- [练习目标]
请把下面含有字符串“ladder”的行全部收集起来，原样抄出，大小写须完全一致。

-*-*-

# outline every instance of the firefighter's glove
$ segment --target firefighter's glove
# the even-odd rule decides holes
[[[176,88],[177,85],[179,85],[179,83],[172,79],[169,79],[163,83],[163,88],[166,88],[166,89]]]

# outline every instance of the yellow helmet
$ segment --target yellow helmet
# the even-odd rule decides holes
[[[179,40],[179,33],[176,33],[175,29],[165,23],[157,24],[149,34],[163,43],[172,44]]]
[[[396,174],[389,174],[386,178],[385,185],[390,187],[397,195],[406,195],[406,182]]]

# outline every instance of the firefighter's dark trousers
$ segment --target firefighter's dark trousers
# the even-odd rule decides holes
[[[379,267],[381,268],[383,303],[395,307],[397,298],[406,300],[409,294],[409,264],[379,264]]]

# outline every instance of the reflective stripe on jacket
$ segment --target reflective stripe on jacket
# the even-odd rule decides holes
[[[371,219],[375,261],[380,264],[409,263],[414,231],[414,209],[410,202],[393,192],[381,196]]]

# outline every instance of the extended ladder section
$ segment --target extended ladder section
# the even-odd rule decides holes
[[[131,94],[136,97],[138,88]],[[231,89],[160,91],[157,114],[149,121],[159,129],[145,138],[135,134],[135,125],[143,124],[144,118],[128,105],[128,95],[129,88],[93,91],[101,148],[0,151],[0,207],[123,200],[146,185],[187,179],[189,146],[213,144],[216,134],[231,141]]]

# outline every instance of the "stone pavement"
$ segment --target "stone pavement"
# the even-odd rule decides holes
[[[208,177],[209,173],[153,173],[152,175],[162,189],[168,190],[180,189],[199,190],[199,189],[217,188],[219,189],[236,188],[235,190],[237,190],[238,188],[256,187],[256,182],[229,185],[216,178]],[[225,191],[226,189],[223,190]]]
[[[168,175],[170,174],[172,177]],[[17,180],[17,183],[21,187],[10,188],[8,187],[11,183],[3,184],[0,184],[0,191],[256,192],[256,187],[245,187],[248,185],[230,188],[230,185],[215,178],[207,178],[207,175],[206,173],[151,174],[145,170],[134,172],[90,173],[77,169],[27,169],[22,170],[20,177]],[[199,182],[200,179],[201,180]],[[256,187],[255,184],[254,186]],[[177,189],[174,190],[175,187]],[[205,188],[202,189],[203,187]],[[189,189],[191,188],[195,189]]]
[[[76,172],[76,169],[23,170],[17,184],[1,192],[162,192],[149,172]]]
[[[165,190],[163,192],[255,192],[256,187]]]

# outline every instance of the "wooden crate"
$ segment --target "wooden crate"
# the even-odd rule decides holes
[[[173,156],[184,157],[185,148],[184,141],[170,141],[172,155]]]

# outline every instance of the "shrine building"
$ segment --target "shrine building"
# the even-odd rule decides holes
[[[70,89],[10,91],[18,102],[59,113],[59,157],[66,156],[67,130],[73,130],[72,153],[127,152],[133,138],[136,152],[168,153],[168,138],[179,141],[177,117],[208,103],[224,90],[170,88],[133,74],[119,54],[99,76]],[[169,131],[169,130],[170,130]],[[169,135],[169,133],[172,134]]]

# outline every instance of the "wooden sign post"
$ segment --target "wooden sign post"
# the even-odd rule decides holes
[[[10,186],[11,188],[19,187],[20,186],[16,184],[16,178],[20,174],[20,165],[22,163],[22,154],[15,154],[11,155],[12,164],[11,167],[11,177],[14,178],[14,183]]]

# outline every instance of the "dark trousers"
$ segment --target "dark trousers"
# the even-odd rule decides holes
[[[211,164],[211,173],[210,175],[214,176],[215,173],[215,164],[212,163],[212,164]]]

-*-*-

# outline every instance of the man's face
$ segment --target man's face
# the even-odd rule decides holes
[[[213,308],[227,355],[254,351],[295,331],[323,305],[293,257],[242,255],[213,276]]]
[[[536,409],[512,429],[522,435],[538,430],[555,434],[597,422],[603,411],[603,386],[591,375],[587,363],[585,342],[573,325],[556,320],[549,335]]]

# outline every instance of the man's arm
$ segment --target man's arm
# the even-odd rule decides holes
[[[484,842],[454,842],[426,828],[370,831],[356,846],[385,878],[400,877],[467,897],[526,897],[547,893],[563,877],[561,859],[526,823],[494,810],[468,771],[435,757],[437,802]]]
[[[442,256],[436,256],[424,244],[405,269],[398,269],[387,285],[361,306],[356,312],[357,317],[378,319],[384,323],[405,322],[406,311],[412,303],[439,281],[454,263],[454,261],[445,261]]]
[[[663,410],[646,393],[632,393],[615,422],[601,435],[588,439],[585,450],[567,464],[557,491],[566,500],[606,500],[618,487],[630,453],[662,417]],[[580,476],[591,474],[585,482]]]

-*-*-

- [答复]
# outline every instance of the extended ladder section
$ segment --target extended ladder section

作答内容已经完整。